Exercise task: Every record must be repeated exactly, with no omission.

* * * * * * *

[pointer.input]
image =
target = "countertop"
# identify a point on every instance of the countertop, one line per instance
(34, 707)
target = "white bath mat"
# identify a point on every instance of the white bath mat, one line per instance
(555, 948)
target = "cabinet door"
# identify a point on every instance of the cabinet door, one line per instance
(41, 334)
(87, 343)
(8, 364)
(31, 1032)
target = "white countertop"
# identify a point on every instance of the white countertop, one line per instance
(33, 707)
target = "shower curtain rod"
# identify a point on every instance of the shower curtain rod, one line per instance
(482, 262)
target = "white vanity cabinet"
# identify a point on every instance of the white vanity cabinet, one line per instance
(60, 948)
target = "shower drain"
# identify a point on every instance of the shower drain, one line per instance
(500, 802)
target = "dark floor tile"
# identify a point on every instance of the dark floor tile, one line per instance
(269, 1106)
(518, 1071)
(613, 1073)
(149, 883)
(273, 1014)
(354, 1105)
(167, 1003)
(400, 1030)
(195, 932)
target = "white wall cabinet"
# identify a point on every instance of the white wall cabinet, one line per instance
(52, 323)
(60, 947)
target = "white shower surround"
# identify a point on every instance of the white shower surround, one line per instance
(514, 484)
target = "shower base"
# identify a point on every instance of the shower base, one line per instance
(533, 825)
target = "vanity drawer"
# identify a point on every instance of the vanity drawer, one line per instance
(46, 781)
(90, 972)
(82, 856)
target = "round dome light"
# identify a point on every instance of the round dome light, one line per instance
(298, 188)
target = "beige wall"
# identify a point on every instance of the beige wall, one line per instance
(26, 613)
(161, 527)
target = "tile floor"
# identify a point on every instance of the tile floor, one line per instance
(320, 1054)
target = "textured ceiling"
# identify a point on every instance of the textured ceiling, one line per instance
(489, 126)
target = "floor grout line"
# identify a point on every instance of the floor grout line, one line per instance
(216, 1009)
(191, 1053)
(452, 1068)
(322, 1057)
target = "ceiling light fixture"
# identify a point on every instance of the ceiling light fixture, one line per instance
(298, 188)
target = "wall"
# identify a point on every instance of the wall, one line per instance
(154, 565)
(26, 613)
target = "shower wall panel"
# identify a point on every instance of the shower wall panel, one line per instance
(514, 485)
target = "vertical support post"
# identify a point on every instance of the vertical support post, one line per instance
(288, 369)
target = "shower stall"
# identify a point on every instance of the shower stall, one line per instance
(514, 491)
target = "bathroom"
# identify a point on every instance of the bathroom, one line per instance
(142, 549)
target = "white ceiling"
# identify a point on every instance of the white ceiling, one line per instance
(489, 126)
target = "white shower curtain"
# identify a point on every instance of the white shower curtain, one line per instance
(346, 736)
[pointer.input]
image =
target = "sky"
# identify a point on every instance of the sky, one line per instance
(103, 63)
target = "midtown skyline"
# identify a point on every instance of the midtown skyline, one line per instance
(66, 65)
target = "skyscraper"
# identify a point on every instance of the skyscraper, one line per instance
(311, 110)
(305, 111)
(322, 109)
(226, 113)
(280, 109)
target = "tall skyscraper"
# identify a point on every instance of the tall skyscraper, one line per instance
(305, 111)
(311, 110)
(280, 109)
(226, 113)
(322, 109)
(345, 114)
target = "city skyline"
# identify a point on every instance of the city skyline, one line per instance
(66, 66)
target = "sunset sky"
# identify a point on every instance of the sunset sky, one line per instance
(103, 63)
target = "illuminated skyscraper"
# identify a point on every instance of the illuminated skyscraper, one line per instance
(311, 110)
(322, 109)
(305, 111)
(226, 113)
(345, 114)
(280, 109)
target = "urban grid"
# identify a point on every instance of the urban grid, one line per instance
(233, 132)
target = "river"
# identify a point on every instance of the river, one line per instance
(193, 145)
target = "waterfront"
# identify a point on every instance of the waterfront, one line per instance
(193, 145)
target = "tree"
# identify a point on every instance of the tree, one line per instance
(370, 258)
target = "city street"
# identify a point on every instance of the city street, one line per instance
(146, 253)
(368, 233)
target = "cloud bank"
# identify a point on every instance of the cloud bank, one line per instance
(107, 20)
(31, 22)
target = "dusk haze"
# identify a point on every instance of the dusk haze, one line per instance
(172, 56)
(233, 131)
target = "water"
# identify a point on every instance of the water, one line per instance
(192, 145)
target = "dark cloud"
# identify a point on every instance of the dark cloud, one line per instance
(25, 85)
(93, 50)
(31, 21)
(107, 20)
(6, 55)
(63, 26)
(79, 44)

* * * * * * *

Correct response:
[pointer.input]
image =
target = "countertop"
# identify a point on every instance of the countertop, one line per instance
(34, 707)
target = "white bath mat"
# identify a point on every instance of the white bath mat, one line per instance
(555, 948)
target = "cabinet door"
# identify a point on every instance of the cabinet door, one line per instance
(41, 334)
(87, 343)
(8, 364)
(31, 1032)
target = "white countertop"
# identify a point on every instance of the white countertop, one line per instance
(33, 707)
target = "shower curtain rod"
# identify a point on every instance of the shower curtain rod, one line per instance
(482, 262)
target = "white vanity cabinet"
# identify a point on every instance of the white vanity cabinet, one line per instance
(60, 948)
target = "shower drain"
# identify a point on every instance of the shower drain, one line per instance
(500, 802)
target = "dark floor tile"
# identify a point on every instance of the dark floor tile, one line per instance
(269, 1106)
(518, 1071)
(613, 1073)
(149, 883)
(273, 1014)
(354, 1105)
(167, 1003)
(400, 1030)
(195, 932)
target = "white wall cabinet"
# identify a point on every instance of the white wall cabinet, one line per instance
(52, 323)
(60, 947)
target = "white shower surround"
# identify a point on every instance of the white shower surround, one line per instance
(514, 484)
target = "shower base"
# identify a point on every instance of the shower base, one line per instance
(533, 825)
target = "vanity drawer"
# identify a point on every instance of the vanity drawer, one line per instance
(46, 781)
(90, 972)
(82, 856)
target = "round dome light"
# identify a point on every instance of the round dome light, one line per instance
(298, 188)
target = "beige wall"
# identify a point on every instance of the beige wall, one line per instance
(26, 613)
(161, 527)
target = "tile floor"
# identify a point on every instance of the tile floor, one line per instance
(320, 1054)
target = "textured ceiling"
# identify a point on every instance of the textured ceiling, one line per instance
(489, 126)
target = "floor grout line"
# identify a point on every instance of the floor grout line, one line per instance
(216, 1009)
(191, 1053)
(452, 1068)
(322, 1057)
target = "ceiling light fixture"
# identify a point on every instance of the ceiling light fixture, one line per instance
(298, 188)
target = "wall"
# identify a point on every instance of the wall, one line per instance
(154, 565)
(26, 613)
target = "shower wall panel"
# identify a point on every instance of the shower wall panel, one line per instance
(514, 485)
target = "vertical support post"
# identify a point on every instance of the vertical support post, one line per instance
(288, 369)
target = "shower stall"
# identify a point on every instance of the shower stall, one line per instance
(514, 491)
target = "bathroom"
# identify a point on every instance of the bathroom, one line per instance
(142, 549)
target = "white ceiling"
# identify a point on every instance of the white ceiling, one line per instance
(489, 126)
target = "white shower curtain"
# identify a point on every instance of the white shower curtain, one line per instance
(346, 736)
[pointer.input]
image =
target = "sky"
# identify a point on every instance of the sky, one line per instance
(103, 63)
target = "midtown skyline"
# identify a point on every instance of the midtown skyline, one line per instance
(66, 65)
target = "skyscraper"
# identify a point on every instance of the skyscraper, one line per instance
(311, 110)
(305, 111)
(322, 109)
(226, 113)
(280, 109)
target = "tall skyscraper"
# identify a point on every instance of the tall skyscraper, one line per instance
(305, 111)
(311, 110)
(280, 109)
(226, 113)
(322, 109)
(345, 114)
target = "city skyline"
# identify a point on every instance of the city skyline, one line per instance
(66, 66)
target = "sunset sky"
# identify a point on every instance of the sunset sky, one line per instance
(103, 63)
target = "illuminated skyscraper"
# identify a point on every instance of the illuminated skyscraper, one line per instance
(311, 110)
(322, 109)
(305, 111)
(226, 113)
(345, 114)
(280, 109)
target = "urban grid"
# identify a point on every instance of the urban grid, one line per instance
(233, 132)
target = "river"
# identify a point on every instance of the river, one line per instance
(193, 145)
target = "waterfront"
# identify a point on every instance of the waterfront, one line per instance
(193, 145)
target = "tree"
# identify a point on every instance of the tree, one line per instance
(370, 258)
target = "city street"
# identify a point on every instance of the city street, one line per instance
(146, 253)
(368, 233)
target = "cloud bank"
# identify a point on every instance of the cloud bank, one line per instance
(107, 20)
(31, 22)
target = "dusk haze"
# identify a point on every instance of the dusk haze, one line per instance
(172, 56)
(233, 131)
target = "water"
# identify a point on every instance of the water, one line per instance
(192, 145)
target = "dark cloud"
# identify a point on every instance of the dark cloud, one line per instance
(25, 85)
(93, 50)
(31, 21)
(107, 20)
(6, 55)
(63, 26)
(79, 44)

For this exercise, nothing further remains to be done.